* GIVEN TASK *
Reproduce the listing below line for line, without changing any wording or numbers, and omit the pictures.

* RAW RECORDS *
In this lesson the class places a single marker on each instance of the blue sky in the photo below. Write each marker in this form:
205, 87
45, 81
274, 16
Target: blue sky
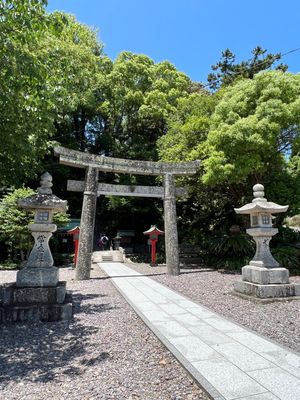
191, 33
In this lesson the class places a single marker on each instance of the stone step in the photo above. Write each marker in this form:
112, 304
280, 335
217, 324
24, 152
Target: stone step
106, 258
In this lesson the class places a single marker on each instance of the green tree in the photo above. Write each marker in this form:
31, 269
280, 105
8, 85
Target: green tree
229, 70
25, 108
139, 97
255, 128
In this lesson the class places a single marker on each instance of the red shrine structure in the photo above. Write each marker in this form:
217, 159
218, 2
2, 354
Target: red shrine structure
153, 234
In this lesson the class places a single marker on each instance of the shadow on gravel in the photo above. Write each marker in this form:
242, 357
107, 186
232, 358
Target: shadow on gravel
42, 352
89, 308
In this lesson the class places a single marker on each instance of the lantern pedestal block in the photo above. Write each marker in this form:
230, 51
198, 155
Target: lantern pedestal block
33, 304
37, 277
37, 294
265, 276
271, 291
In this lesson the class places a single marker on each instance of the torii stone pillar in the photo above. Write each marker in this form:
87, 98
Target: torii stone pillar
171, 235
87, 223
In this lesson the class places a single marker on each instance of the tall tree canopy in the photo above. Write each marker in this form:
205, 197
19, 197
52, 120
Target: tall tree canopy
24, 102
228, 70
254, 127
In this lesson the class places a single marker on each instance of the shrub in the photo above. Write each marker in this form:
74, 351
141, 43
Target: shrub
288, 257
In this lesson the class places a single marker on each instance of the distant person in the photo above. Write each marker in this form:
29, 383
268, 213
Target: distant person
104, 240
100, 243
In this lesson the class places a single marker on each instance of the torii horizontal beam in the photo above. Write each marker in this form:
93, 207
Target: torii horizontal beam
79, 159
125, 190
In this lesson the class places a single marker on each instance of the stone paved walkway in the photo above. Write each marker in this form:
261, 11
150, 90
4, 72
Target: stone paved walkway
229, 361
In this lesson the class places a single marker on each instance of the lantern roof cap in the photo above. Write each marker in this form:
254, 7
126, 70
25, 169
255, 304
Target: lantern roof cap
153, 230
44, 199
76, 228
260, 204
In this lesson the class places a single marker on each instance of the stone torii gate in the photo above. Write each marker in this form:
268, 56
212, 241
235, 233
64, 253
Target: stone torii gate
95, 163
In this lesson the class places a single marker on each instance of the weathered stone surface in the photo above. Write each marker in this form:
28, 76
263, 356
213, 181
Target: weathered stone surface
6, 293
43, 304
265, 276
37, 277
267, 291
79, 159
39, 270
87, 223
125, 190
40, 295
171, 235
43, 313
95, 163
263, 256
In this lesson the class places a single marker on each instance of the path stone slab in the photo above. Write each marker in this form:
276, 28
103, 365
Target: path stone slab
188, 320
286, 360
172, 309
229, 380
193, 349
209, 335
253, 341
223, 325
156, 316
278, 382
263, 396
171, 329
242, 357
227, 360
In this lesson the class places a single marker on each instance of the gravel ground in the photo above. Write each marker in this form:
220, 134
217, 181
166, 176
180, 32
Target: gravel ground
105, 353
279, 321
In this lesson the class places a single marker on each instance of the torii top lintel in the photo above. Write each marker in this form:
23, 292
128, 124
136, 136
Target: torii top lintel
79, 159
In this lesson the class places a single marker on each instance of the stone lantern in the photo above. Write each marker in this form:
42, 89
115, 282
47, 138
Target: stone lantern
264, 277
37, 295
39, 269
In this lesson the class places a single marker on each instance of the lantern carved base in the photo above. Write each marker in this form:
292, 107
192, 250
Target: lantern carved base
271, 292
34, 304
265, 276
37, 277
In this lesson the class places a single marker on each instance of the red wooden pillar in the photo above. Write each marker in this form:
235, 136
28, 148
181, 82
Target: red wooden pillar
75, 233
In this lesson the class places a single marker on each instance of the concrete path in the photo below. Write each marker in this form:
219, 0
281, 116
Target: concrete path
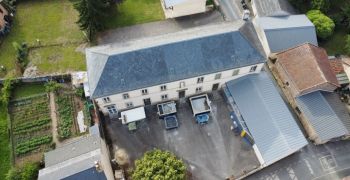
54, 119
159, 27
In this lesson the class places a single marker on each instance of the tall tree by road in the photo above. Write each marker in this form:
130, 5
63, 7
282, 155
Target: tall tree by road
91, 15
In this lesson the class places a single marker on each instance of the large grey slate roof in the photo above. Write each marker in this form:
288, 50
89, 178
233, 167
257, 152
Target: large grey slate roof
326, 114
275, 131
286, 32
273, 8
137, 64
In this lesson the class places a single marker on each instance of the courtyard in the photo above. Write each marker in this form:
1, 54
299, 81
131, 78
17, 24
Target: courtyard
211, 151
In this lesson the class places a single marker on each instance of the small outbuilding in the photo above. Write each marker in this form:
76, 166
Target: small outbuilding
325, 117
267, 118
178, 8
281, 33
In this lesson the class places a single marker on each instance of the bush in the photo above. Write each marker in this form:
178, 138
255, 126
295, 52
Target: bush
158, 165
322, 5
28, 172
347, 44
324, 25
52, 86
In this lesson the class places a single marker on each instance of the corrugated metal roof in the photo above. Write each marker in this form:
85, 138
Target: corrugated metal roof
268, 118
273, 8
169, 3
287, 32
325, 113
152, 61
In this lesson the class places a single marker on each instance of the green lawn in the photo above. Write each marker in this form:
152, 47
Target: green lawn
50, 21
26, 90
132, 12
5, 163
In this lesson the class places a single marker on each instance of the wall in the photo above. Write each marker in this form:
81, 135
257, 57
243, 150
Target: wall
187, 8
155, 92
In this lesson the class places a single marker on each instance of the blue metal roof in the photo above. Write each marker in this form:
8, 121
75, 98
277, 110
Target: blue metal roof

* OUTPUT *
In this lesson the class places a single marker on each instance of the blue sky in the photo below. Write each marker in this form:
205, 87
45, 81
274, 16
Target: blue sky
191, 33
In this lesson the class places a single marker on each instance of the stone step in the photo above. Write each marker in this form:
112, 304
280, 335
217, 324
24, 152
Target: stone step
106, 258
In this lesson the class places a single marker on each instance of the green tree in the photo above. Write each marker in this form:
31, 269
280, 105
8, 85
Target: green tree
229, 70
25, 108
139, 97
255, 128
In this lesson the class places a single marker on each instance of the red shrine structure in the photo above. Write each marker in this form:
217, 159
218, 2
2, 354
Target: red shrine structure
153, 234
In this lesson the class places a single marker on each instance of the shadow on gravel in the photo above. Write each marker in this form:
242, 357
107, 186
232, 358
Target: shadow on gravel
42, 352
89, 308
In this lesson the class places a single marker on each instance of the lantern pedestal block in the photo above. Write each marker in this form:
230, 51
198, 155
Target: lantern pedestal block
33, 304
37, 277
37, 294
265, 276
271, 291
In this lesson the class places a single marker on each instance of the torii stone pillar in the photo above. Write each marker in this form:
87, 98
Target: torii stone pillar
171, 235
87, 223
In this lesson the class places a single marker on each instance of the tall tree canopy in the photo above. Write each marker in this form:
205, 197
19, 197
52, 120
Target: tall tree canopy
24, 102
228, 70
254, 127
In this lesson the class places a single marker on each instance of the shrub in the photo above. Write each marker in this form:
74, 351
141, 43
Target: shrub
288, 257
In this lesson the class places a single marker on each instance of the distant person in the photo above. Write each marker in this form:
29, 383
268, 213
Target: distant person
104, 240
100, 243
In this lesson the class places a single marker on each instance of the torii horizontal beam in the photo above. Write each marker in this form:
93, 207
Target: torii horizontal beam
79, 159
125, 190
In this lesson the class places a single marker on each instance of the stone paved walkway in the photo above. Write each marker in this form:
261, 11
150, 90
4, 72
Target: stone paved walkway
229, 361
In this lesson the class places a single marker on each instance of the lantern roof cap in the photo above. Write each marker in this form:
254, 7
126, 70
25, 169
255, 304
Target: lantern roof cap
153, 230
44, 199
76, 228
260, 204
In this lesson the class places a single marker on each instance of the stone torii gate in the photo above. Write each marker in this form:
268, 56
212, 241
235, 233
64, 253
Target: stone torii gate
95, 163
In this lesson the class places a single marker on each instance of the weathered stone surface in the photo above. Write each marker in this form:
28, 76
263, 356
213, 181
Target: weathered stone surface
6, 293
43, 304
265, 276
37, 277
267, 291
79, 159
39, 270
87, 223
125, 190
40, 295
171, 235
43, 313
95, 163
263, 256
In this lesson the class places a single marker on each instance of the path stone slab in the photo above. Write each marker in this form:
276, 28
103, 365
Target: path stone slab
188, 320
286, 360
172, 309
229, 380
193, 349
209, 335
253, 341
223, 325
156, 316
278, 382
263, 396
171, 329
242, 357
227, 360
In this lesson the class places a single marker on each instance of the gravel ground in the photo above. Write each marker in this form:
220, 134
217, 181
166, 176
180, 32
Target: gravel ground
105, 353
279, 321
In this lesson the class places a single marker on each instance of the torii top lintel in the photo above. Write each marker in this form:
23, 292
128, 124
136, 136
Target: torii top lintel
79, 159
In this lesson the class places a single marker on each instance of the stone lantern in the photo above. Write each marker in this form:
42, 89
115, 282
47, 138
Target: stone lantern
264, 277
37, 295
39, 269
In this lesson the class places a single marker on each instance of the lantern carved base in the photo above. Write each marker in this form:
292, 107
192, 250
Target: lantern carved base
271, 292
34, 304
265, 276
37, 277
In this lesson the class places a single marker on each instance of the red wooden pillar in the photo above. Write each marker in this form:
235, 136
28, 148
181, 82
Target: red wooden pillar
75, 233
In this lesson the class places a single marker on each instance of the concrete path in the photo below. Write each marker in this form:
219, 0
281, 116
Target: concrete path
54, 119
159, 27
In this lesson the class places a single marker on each instance of the tall tree by road in the photo above. Write each marker in this form:
130, 5
63, 7
282, 155
Target: tall tree by road
91, 15
In this lesson the class places a single marker on each instance of the large grey slate roof in the photo above. Write each marker in this form:
288, 50
89, 178
233, 167
257, 152
Target: large grey slate roof
326, 114
275, 131
286, 32
273, 8
137, 64
In this lesson the class places a single marker on each instance of the courtyard in the photo above. Write each marker in this form:
1, 54
299, 81
131, 78
17, 24
Target: courtyard
211, 151
In this lesson the class places a single marker on each instance of the small outbuilding in the photo above. Write each marker in this form:
76, 166
Target: small outbuilding
325, 117
267, 118
178, 8
281, 33
In this lesson the class places a single marker on each instance of the bush in the photo above. Write each marker in this form:
178, 138
255, 126
295, 52
Target: bush
158, 165
322, 5
28, 172
347, 44
324, 25
52, 86
In this lesson the class places a single marker on each instance of the corrugated metal roof in the photo above. Write each marker in this form:
85, 138
Target: corrugated metal roof
268, 118
273, 8
169, 3
287, 32
325, 113
152, 61
In this lesson the class places a single marker on each instance of the green lawn in the photo above. Write each marker in this form:
152, 47
Target: green lawn
50, 21
26, 90
132, 12
5, 163
In this lesson the class places a single marker on each instance of the wall in the photo above. Write each marker in this form:
81, 135
257, 57
243, 150
Target: wall
187, 8
155, 92
In this lesson the class places a single marker on each instance of the blue metal roof in the photo above. Write each marker in this form:
8, 121
75, 98
277, 110
Target: blue metal roof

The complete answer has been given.